Please list every function name that appears in the bulleted lists of the $.ddd plugin text below.
══ EXCERPT
The jQuery $.ddd plugin is a useful tool for manipulating 3D HTML5 elements.

Let's get $.ddd

You can call $.ddd() functions in one of two ways.

Get an HTML element in the $.ddd() context like this:

var $cube = $.ddd('#my_cube');

or like this:

var $cube = $('#my_cube').ddd();

You can store this as a variable and call ddd functions on it, or you can chain the function call to the end of the $.ddd() selector.

Using $.ddd functions

$.ddd currently exposes three main functions, and their aptly-named counterparts:

  • scaleBy()
  • rotateBy()
  • translateBy()

Or, if you prefer absolute frames of reference:

  • scaleTo()
  • rotateTo()
  • translateTo()

They can be called like this:

$.ddd('#my_cube').translateTo(-100, 'y');

$('#my_cube').ddd().rotateBy(45, 'z');

$.ddd('#my_cube').scaleBy('100%', 'xy');

$('#my_cube').ddd().translateTo({ y: 0, x: 150 });

The To functions take the same varieties of arguments as the By functions, but instead of scaling by a certain number of pixels, it scales to that number, as you might expect.
════
══ INFORMATION PROVIDED
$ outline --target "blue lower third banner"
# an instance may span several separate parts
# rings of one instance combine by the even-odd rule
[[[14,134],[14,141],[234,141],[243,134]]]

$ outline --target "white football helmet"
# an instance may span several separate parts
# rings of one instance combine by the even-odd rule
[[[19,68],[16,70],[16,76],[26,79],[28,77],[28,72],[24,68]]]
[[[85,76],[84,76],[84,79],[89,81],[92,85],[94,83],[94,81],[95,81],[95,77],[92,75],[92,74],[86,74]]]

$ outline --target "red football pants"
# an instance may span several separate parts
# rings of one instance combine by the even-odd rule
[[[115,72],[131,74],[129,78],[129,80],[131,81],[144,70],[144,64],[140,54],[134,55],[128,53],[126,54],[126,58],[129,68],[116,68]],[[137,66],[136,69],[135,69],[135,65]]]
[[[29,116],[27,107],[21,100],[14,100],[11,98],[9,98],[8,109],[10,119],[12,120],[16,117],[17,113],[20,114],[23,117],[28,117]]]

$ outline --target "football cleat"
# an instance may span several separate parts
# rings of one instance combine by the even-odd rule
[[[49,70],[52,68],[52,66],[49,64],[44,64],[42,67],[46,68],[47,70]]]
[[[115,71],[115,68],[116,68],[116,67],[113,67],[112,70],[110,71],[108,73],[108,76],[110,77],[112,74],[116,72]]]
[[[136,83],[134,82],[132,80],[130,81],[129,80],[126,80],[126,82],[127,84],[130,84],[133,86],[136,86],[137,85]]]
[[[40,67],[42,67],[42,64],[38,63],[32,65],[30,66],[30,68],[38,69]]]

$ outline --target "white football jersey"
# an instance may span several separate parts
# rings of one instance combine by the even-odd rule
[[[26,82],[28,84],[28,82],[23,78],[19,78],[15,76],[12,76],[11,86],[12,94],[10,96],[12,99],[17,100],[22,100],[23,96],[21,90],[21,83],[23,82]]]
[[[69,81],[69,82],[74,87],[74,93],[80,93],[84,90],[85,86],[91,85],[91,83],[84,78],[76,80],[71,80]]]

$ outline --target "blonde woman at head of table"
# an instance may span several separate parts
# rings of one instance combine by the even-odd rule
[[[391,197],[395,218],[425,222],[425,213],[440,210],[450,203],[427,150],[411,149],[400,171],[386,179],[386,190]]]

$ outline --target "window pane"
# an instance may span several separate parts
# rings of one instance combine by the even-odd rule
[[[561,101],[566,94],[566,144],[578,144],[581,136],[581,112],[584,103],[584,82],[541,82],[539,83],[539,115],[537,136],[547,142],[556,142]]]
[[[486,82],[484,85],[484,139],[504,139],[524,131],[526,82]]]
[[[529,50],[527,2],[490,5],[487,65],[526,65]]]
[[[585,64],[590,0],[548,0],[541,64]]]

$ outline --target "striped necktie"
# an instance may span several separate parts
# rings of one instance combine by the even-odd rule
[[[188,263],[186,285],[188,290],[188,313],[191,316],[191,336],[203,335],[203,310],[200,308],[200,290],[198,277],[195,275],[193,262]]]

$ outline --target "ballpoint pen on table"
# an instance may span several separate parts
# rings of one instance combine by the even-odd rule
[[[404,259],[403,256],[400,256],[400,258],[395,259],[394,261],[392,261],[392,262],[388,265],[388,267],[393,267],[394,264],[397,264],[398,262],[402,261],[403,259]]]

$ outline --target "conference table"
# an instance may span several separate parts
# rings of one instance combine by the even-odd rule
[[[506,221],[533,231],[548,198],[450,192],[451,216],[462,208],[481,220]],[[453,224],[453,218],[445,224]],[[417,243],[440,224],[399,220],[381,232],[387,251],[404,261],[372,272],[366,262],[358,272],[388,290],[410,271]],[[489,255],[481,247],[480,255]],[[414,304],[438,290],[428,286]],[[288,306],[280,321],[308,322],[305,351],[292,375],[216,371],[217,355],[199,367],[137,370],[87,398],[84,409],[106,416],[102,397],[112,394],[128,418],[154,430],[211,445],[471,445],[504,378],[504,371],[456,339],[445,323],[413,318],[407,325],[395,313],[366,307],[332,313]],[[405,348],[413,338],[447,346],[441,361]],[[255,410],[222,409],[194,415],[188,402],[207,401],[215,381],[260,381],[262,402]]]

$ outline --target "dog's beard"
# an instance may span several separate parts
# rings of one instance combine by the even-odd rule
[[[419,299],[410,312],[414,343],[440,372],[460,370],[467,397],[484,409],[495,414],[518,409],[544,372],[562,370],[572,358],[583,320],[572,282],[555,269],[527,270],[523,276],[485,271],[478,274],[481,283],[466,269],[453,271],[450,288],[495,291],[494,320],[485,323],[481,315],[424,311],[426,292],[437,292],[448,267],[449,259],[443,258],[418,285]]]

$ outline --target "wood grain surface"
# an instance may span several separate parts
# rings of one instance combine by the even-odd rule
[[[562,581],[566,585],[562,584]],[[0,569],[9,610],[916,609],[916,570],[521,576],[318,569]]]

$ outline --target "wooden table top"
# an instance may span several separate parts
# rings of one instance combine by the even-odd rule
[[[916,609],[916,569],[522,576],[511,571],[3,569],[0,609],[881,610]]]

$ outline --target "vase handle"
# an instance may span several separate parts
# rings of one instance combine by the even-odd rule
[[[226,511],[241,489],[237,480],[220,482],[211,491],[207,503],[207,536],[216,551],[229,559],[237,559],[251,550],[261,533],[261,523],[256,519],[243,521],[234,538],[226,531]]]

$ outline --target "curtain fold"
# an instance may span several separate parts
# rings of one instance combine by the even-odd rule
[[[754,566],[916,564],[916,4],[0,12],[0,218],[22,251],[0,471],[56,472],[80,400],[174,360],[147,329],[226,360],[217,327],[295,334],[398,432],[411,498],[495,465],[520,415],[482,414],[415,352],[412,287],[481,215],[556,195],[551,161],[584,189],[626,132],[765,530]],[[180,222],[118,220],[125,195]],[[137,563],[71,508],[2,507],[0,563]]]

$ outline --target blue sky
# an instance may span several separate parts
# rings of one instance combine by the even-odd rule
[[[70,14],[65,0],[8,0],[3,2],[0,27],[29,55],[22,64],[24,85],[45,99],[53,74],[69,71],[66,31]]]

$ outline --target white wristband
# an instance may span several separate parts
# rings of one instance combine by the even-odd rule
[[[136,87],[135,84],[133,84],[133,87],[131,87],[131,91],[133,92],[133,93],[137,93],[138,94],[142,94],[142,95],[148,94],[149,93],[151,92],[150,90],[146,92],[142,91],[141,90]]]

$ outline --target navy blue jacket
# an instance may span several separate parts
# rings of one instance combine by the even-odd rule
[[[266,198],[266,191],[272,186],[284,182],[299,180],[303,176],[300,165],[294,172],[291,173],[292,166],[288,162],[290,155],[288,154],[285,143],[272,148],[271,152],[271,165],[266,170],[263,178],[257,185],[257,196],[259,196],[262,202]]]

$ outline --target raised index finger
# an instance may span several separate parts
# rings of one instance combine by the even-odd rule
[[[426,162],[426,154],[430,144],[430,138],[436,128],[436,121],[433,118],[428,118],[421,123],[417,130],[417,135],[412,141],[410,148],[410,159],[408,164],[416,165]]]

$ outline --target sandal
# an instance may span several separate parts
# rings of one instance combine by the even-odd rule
════
● EXPECTED ANSWER
scaleBy(), rotateBy(), translateBy(), scaleTo(), rotateTo(), translateTo()